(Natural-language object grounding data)
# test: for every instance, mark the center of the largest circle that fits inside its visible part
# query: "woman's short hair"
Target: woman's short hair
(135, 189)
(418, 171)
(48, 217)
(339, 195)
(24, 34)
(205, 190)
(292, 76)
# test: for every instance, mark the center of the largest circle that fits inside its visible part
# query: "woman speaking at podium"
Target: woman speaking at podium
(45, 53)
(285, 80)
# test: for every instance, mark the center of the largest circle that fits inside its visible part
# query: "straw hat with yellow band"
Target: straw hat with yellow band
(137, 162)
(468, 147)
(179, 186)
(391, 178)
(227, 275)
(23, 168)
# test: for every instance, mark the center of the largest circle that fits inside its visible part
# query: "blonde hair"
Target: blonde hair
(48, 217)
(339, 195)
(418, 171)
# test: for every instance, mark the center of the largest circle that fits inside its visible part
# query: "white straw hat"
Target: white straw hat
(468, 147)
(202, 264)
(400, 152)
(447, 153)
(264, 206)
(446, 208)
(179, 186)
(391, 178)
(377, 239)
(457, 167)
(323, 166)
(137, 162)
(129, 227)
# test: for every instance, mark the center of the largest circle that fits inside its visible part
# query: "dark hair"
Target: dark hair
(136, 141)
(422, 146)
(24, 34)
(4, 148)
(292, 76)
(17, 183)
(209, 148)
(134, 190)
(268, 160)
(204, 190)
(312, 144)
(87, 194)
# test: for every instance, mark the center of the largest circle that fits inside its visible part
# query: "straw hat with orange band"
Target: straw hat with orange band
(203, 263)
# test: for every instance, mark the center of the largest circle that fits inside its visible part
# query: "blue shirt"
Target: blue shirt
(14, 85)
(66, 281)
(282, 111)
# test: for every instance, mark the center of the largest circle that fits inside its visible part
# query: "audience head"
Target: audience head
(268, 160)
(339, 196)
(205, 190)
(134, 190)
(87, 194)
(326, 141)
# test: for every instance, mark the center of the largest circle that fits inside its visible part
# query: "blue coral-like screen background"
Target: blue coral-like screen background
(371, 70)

▸ **What you are asked to do**
Within the records, on how many lines does the word "query" appear? Provide the number alone.

▸ **Exercise result**
10